## TO DO
The response should contain every entry, reproduced exactly.

[Start of section]

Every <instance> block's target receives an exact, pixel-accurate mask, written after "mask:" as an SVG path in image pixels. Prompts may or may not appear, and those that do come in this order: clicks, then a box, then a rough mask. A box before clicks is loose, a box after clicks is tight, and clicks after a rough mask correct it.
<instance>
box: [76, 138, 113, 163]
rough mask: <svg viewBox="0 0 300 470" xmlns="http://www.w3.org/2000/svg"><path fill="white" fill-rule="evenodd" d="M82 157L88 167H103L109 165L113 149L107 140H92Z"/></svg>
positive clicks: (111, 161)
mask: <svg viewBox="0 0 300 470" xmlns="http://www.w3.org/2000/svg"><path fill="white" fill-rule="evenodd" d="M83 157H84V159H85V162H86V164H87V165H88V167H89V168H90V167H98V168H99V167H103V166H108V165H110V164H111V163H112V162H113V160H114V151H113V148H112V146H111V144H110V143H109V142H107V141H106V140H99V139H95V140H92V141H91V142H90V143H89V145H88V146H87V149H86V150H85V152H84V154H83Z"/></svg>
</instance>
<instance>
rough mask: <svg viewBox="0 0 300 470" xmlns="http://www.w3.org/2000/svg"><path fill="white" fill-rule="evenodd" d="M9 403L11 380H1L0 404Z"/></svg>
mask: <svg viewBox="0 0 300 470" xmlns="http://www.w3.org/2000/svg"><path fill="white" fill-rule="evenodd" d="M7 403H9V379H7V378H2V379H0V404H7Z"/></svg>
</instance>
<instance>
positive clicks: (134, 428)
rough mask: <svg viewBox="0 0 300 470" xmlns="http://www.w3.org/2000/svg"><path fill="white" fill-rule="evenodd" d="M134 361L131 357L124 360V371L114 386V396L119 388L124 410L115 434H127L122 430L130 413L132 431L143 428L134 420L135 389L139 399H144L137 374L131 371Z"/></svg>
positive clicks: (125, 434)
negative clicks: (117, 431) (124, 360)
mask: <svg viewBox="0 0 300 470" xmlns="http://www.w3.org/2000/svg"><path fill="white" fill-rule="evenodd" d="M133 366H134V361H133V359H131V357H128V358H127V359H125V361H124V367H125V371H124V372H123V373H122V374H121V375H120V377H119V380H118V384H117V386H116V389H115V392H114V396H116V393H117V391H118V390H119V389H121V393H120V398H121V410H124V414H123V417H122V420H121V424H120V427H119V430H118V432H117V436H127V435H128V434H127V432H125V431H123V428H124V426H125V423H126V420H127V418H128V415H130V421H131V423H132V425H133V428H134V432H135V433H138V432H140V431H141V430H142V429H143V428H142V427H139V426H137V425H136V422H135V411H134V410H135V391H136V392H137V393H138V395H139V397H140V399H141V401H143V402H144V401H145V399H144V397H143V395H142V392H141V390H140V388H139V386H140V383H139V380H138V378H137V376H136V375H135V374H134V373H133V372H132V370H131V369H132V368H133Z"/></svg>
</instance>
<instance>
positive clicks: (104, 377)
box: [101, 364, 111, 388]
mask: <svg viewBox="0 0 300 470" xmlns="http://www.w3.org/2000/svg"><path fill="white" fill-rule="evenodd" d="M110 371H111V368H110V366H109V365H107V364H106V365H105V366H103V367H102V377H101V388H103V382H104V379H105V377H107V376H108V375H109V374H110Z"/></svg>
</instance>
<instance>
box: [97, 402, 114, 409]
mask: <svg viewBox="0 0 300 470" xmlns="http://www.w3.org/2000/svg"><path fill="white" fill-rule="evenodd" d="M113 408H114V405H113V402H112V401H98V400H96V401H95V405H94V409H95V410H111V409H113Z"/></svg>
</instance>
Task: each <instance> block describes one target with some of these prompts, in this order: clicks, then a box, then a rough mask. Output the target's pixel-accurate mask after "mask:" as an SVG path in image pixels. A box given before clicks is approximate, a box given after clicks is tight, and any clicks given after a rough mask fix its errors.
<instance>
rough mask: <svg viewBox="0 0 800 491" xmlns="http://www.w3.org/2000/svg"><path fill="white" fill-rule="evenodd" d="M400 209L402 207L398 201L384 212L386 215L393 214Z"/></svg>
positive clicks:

[End of section]

## SOLVED PROBLEM
Every <instance> block's target receives an exact, pixel-accurate mask, written after "mask:" as an SVG path in image pixels. Prompts may or may not appear, and those that do come in this order: clicks, then a box, then a rough mask. A box before clicks is loose, a box after clicks is tight, and clicks after a rough mask correct it.
<instance>
box: [76, 138, 113, 163]
rough mask: <svg viewBox="0 0 300 470" xmlns="http://www.w3.org/2000/svg"><path fill="white" fill-rule="evenodd" d="M82 157L88 167H103L109 165L113 149L107 140H92Z"/></svg>
positive clicks: (111, 161)
mask: <svg viewBox="0 0 300 470" xmlns="http://www.w3.org/2000/svg"><path fill="white" fill-rule="evenodd" d="M83 157H84V159H85V162H86V164H87V165H88V167H89V168H90V167H98V168H99V167H103V166H108V165H110V164H111V163H112V162H113V160H114V151H113V148H112V146H111V144H110V143H109V142H107V141H106V140H99V139H95V140H92V141H91V142H90V143H89V145H88V146H87V149H86V150H85V152H84V154H83Z"/></svg>
</instance>
<instance>
rough mask: <svg viewBox="0 0 300 470" xmlns="http://www.w3.org/2000/svg"><path fill="white" fill-rule="evenodd" d="M9 403L11 380H1L0 404Z"/></svg>
mask: <svg viewBox="0 0 300 470" xmlns="http://www.w3.org/2000/svg"><path fill="white" fill-rule="evenodd" d="M7 403H9V379H7V378H2V379H0V404H7Z"/></svg>
</instance>
<instance>
positive clicks: (134, 428)
rough mask: <svg viewBox="0 0 300 470" xmlns="http://www.w3.org/2000/svg"><path fill="white" fill-rule="evenodd" d="M134 361L131 357L124 360V371L114 386V396L119 388L124 410L115 434H127L122 430L130 413L132 431L143 428L134 420L135 389L139 399H144L137 374L131 371Z"/></svg>
positive clicks: (125, 434)
negative clicks: (117, 431) (124, 360)
mask: <svg viewBox="0 0 300 470" xmlns="http://www.w3.org/2000/svg"><path fill="white" fill-rule="evenodd" d="M133 366H134V361H133V359H131V357H128V358H127V359H125V361H124V367H125V371H124V372H123V373H122V374H121V375H120V377H119V380H118V384H117V386H116V389H115V392H114V396H116V393H117V391H118V390H119V389H121V393H120V398H121V410H124V414H123V417H122V420H121V424H120V427H119V430H118V432H117V436H127V435H128V434H127V432H125V431H123V428H124V426H125V423H126V420H127V418H128V415H130V421H131V423H132V425H133V428H134V432H135V433H138V432H140V431H141V430H142V429H143V428H142V427H139V426H137V425H136V422H135V411H134V410H135V391H136V392H137V393H138V395H139V397H140V399H141V401H143V402H144V401H145V399H144V397H143V395H142V392H141V390H140V388H139V386H140V383H139V380H138V378H137V376H136V375H135V374H134V373H133V372H132V370H131V369H132V368H133Z"/></svg>
</instance>
<instance>
positive clicks: (104, 377)
box: [101, 364, 111, 388]
mask: <svg viewBox="0 0 300 470" xmlns="http://www.w3.org/2000/svg"><path fill="white" fill-rule="evenodd" d="M110 371H111V368H110V366H109V365H107V364H106V365H105V366H103V367H102V377H101V388H103V382H104V379H105V377H107V376H108V375H109V374H110Z"/></svg>
</instance>
<instance>
box: [97, 402, 114, 409]
mask: <svg viewBox="0 0 300 470" xmlns="http://www.w3.org/2000/svg"><path fill="white" fill-rule="evenodd" d="M113 408H114V405H113V402H112V401H98V400H96V401H95V405H94V409H95V410H111V409H113Z"/></svg>
</instance>
Task: each <instance> block describes one target with some of these prompts, in this order: clicks, then a box, then a rough mask. Output the target's pixel-accurate mask after "mask:" as an SVG path in image pixels. A box given before clicks is approximate, a box given after clicks is tight, and any clicks given after a rough mask fix its errors.
<instance>
rough mask: <svg viewBox="0 0 800 491" xmlns="http://www.w3.org/2000/svg"><path fill="white" fill-rule="evenodd" d="M400 209L402 207L398 201L384 212L386 215L393 214Z"/></svg>
positive clicks:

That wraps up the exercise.